WHAT NEEDS TO BE DONE: From the rows below, copy out every line that contains the word "dark", leaving each line unchanged and in its original order.

SUPPLIED RECORDS:
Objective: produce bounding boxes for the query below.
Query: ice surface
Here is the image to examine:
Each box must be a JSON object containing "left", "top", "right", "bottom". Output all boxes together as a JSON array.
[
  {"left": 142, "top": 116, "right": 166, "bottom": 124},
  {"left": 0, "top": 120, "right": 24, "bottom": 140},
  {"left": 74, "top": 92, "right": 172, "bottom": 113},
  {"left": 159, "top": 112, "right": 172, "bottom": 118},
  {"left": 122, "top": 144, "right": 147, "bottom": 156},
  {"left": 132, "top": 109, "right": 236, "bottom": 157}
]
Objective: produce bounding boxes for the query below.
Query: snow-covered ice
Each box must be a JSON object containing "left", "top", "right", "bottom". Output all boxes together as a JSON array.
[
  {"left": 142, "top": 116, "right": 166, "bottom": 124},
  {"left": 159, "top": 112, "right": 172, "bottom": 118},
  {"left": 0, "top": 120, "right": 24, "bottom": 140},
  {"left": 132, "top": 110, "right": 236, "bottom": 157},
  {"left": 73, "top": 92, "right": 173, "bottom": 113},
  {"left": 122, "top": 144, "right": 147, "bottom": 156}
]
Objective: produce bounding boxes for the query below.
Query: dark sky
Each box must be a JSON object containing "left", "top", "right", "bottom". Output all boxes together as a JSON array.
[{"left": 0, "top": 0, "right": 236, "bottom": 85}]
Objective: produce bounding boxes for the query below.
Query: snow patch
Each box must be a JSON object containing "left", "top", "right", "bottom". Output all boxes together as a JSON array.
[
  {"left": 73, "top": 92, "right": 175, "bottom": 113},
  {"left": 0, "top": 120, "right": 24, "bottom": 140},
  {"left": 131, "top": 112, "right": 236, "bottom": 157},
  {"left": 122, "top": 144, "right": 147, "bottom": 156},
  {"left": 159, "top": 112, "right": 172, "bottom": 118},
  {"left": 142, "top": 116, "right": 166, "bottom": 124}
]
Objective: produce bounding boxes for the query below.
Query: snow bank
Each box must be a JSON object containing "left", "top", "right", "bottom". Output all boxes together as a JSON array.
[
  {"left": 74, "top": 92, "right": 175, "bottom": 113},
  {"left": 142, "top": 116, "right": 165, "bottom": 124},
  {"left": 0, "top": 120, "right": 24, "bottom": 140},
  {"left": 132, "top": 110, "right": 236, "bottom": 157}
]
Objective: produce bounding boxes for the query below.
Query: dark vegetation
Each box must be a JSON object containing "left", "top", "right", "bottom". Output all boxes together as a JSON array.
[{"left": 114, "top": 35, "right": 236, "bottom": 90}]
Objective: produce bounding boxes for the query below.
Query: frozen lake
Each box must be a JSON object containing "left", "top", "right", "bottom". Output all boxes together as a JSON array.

SOLUTION BELOW:
Query: dark sky
Query: dark vegetation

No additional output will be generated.